(RECORDED DATA Opens)

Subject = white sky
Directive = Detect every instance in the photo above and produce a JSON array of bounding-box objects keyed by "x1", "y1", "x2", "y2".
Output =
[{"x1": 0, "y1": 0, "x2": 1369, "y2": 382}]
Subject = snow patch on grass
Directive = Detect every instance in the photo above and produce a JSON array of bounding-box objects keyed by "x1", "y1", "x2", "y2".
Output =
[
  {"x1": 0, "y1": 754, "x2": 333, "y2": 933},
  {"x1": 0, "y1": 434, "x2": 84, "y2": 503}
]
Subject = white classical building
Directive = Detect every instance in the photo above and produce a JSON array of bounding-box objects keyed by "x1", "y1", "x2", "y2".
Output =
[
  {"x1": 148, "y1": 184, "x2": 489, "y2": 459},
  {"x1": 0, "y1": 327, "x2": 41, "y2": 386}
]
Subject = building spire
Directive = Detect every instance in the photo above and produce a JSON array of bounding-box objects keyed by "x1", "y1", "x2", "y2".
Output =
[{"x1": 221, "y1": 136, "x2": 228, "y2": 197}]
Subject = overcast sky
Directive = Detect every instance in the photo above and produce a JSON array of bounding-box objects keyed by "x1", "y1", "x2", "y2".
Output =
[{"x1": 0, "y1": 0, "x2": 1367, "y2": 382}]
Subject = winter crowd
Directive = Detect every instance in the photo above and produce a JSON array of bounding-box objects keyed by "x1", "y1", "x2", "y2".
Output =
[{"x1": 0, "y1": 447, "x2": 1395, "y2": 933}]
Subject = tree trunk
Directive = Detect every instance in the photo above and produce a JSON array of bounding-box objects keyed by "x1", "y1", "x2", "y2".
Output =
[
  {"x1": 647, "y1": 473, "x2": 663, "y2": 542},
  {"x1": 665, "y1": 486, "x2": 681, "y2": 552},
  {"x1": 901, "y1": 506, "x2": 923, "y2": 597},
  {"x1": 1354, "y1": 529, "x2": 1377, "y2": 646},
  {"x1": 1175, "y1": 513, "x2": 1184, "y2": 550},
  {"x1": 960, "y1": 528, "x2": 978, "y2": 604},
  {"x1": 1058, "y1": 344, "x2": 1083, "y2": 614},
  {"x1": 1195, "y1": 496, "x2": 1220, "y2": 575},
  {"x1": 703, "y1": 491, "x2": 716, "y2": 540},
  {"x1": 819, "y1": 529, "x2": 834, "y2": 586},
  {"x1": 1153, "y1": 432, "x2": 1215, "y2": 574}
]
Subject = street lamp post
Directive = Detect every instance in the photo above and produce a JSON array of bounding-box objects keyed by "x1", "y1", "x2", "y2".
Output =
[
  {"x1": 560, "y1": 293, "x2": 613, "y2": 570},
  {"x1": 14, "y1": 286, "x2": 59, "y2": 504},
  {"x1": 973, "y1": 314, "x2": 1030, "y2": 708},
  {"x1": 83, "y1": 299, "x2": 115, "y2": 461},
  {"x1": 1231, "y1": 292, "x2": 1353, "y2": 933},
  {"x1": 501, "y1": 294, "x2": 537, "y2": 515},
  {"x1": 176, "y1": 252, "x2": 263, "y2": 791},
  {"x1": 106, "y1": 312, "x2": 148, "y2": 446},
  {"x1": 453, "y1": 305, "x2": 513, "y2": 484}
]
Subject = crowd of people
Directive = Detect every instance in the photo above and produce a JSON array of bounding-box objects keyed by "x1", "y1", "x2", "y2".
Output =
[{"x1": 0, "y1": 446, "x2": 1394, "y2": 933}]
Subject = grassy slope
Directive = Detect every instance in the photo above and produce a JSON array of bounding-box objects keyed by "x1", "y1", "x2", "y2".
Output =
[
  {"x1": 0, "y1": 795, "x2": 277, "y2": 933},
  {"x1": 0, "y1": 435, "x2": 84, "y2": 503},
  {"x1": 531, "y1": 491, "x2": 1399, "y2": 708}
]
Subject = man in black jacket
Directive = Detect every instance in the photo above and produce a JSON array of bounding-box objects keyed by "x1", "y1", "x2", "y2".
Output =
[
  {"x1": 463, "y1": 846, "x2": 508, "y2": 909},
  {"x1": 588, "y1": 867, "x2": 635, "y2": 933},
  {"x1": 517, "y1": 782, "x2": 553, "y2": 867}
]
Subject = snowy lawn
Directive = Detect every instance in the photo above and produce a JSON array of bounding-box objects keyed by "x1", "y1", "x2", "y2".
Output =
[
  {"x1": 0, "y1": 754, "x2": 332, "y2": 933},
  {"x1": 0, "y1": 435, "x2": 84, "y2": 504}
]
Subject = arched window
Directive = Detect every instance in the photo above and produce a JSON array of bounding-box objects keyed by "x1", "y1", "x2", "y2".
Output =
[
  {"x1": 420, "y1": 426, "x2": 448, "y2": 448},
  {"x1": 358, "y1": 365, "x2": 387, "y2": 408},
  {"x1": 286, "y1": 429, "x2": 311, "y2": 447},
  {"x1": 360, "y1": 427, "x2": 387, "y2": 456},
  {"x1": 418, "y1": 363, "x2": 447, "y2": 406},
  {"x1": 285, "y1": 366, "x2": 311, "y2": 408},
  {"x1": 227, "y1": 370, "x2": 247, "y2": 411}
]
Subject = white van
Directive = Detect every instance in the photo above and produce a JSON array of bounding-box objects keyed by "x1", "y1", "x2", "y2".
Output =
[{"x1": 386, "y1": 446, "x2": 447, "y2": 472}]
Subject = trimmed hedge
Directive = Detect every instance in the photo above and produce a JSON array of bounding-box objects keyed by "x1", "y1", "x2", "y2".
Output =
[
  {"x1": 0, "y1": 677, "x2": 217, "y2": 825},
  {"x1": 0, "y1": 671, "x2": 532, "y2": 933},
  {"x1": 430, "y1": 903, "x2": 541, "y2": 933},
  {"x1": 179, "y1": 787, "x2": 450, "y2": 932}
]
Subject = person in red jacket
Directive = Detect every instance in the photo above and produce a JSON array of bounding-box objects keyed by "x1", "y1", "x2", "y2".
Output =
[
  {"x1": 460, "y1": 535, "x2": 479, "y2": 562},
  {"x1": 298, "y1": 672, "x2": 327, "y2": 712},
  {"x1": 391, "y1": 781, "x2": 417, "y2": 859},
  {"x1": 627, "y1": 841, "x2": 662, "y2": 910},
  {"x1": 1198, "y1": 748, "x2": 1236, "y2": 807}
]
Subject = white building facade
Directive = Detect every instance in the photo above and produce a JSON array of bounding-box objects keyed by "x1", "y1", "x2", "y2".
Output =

(RECORDED DATA Closes)

● **HOW TO COMPLETE THIS TASK**:
Give back every entry, unchanged in any way.

● **YOUR SOLUTION**:
Subject = white sky
Directive = Detect every instance in the photo above and produce a JSON array of bounding-box objects keyed by "x1", "y1", "x2", "y2".
Output =
[{"x1": 0, "y1": 0, "x2": 1369, "y2": 382}]
Subject = snow patch on grass
Directive = Detect every instance in the photo above and produce a JSON array of bounding-box objects keyed by "x1", "y1", "x2", "y2".
Output =
[
  {"x1": 0, "y1": 754, "x2": 333, "y2": 933},
  {"x1": 0, "y1": 434, "x2": 84, "y2": 503}
]
Subject = white classical building
Directive = Detect every instance in the photo above and produce a JSON array of bounding-box objects keyed by "x1", "y1", "x2", "y2".
Output =
[
  {"x1": 148, "y1": 184, "x2": 489, "y2": 459},
  {"x1": 0, "y1": 327, "x2": 41, "y2": 386}
]
Subject = building spire
Directive = Detect every instance in the photo above and produce a JSON array of bounding-box objects keyed by "x1", "y1", "x2", "y2".
Output =
[{"x1": 221, "y1": 136, "x2": 228, "y2": 197}]
Subject = overcast sky
Directive = Detect every instance in the photo above and produce a JSON array of bounding-box objects keyed by "x1", "y1", "x2", "y2".
Output =
[{"x1": 0, "y1": 0, "x2": 1367, "y2": 382}]
Subject = winter crowd
Directive = Detect every instance in the photo above and produce a JSON array of bounding-box objects keyed by "x1", "y1", "x2", "y2".
Output =
[{"x1": 0, "y1": 447, "x2": 1395, "y2": 933}]
Subject = tree trunk
Directive = Detect every instance in the photo above and produce a JSON array of bounding-box objects keyed by "x1", "y1", "x2", "y2".
Output =
[
  {"x1": 647, "y1": 473, "x2": 663, "y2": 542},
  {"x1": 665, "y1": 486, "x2": 681, "y2": 552},
  {"x1": 901, "y1": 506, "x2": 923, "y2": 597},
  {"x1": 1354, "y1": 529, "x2": 1377, "y2": 646},
  {"x1": 1175, "y1": 513, "x2": 1184, "y2": 550},
  {"x1": 960, "y1": 528, "x2": 978, "y2": 604},
  {"x1": 1058, "y1": 344, "x2": 1083, "y2": 614},
  {"x1": 1195, "y1": 496, "x2": 1220, "y2": 575},
  {"x1": 703, "y1": 491, "x2": 716, "y2": 540},
  {"x1": 819, "y1": 529, "x2": 834, "y2": 586},
  {"x1": 1153, "y1": 432, "x2": 1215, "y2": 574}
]
Subject = street lamp post
Directive = Detect every instance in the photo above and produce a JSON array of bounding-box objects keyed by "x1", "y1", "x2", "y2".
Output =
[
  {"x1": 560, "y1": 293, "x2": 613, "y2": 570},
  {"x1": 14, "y1": 286, "x2": 59, "y2": 504},
  {"x1": 973, "y1": 314, "x2": 1030, "y2": 708},
  {"x1": 83, "y1": 299, "x2": 115, "y2": 461},
  {"x1": 1231, "y1": 292, "x2": 1353, "y2": 933},
  {"x1": 501, "y1": 294, "x2": 537, "y2": 515},
  {"x1": 176, "y1": 252, "x2": 263, "y2": 791},
  {"x1": 106, "y1": 312, "x2": 148, "y2": 446},
  {"x1": 453, "y1": 305, "x2": 513, "y2": 484}
]
Subject = crowd of people
Directive = Detect every instance in the photo above and produce a JSON array of bounding-box objects keyed by "x1", "y1", "x2", "y2".
Output =
[{"x1": 0, "y1": 446, "x2": 1394, "y2": 933}]
Subject = grassy slope
Directive = Detect every instance in the photo above and produce a JSON array of bounding-box objects keyed by "x1", "y1", "x2", "y2".
Output =
[
  {"x1": 0, "y1": 795, "x2": 277, "y2": 933},
  {"x1": 0, "y1": 435, "x2": 84, "y2": 503},
  {"x1": 531, "y1": 491, "x2": 1399, "y2": 708}
]
Subject = man in black jacket
Directive = Detect every instance in the photo above and produce a JSON array of bounding-box objects keyed by "x1", "y1", "x2", "y2".
Output =
[
  {"x1": 463, "y1": 846, "x2": 508, "y2": 909},
  {"x1": 588, "y1": 867, "x2": 635, "y2": 933},
  {"x1": 517, "y1": 782, "x2": 553, "y2": 867}
]
Subject = snowy lawn
Directive = Detect every instance in the photo above and produce a JSON array of bounding-box objects keyed by "x1", "y1", "x2", "y2".
Output =
[
  {"x1": 0, "y1": 754, "x2": 332, "y2": 933},
  {"x1": 0, "y1": 435, "x2": 84, "y2": 504}
]
Subject = arched window
Directive = Detect every instance in the photo above and produce a JSON array of bounding-box objects keyed by "x1", "y1", "x2", "y2".
Output =
[
  {"x1": 420, "y1": 426, "x2": 448, "y2": 448},
  {"x1": 358, "y1": 365, "x2": 387, "y2": 408},
  {"x1": 286, "y1": 429, "x2": 311, "y2": 447},
  {"x1": 360, "y1": 427, "x2": 387, "y2": 456},
  {"x1": 418, "y1": 363, "x2": 447, "y2": 406},
  {"x1": 285, "y1": 366, "x2": 311, "y2": 408},
  {"x1": 227, "y1": 370, "x2": 247, "y2": 411}
]
Subject = white van
Directive = Detect every instance in the photo above and produce a JSON array of bounding-box objects keyed by "x1", "y1", "x2", "y2".
Output =
[{"x1": 386, "y1": 446, "x2": 447, "y2": 472}]
Subject = trimmed hedge
Directive = Detect every instance in the photo above and produce a JSON array of bounding-box objects keyed by "x1", "y1", "x2", "y2".
Output =
[
  {"x1": 0, "y1": 677, "x2": 217, "y2": 825},
  {"x1": 0, "y1": 671, "x2": 532, "y2": 933},
  {"x1": 430, "y1": 903, "x2": 541, "y2": 933},
  {"x1": 179, "y1": 787, "x2": 450, "y2": 932}
]
Subject = person in red jacket
Directive = Detect every instance in the photo above and produce a JSON array of bounding-box objects keyed by "x1", "y1", "x2", "y2".
Output =
[
  {"x1": 460, "y1": 535, "x2": 479, "y2": 562},
  {"x1": 298, "y1": 672, "x2": 327, "y2": 712},
  {"x1": 391, "y1": 781, "x2": 417, "y2": 859},
  {"x1": 627, "y1": 841, "x2": 662, "y2": 910},
  {"x1": 1198, "y1": 748, "x2": 1236, "y2": 807}
]
Subject = white building facade
Directive = Detect every instance in the photo above and produce a JSON array of bounding-box objects keyed by "x1", "y1", "x2", "y2".
Output =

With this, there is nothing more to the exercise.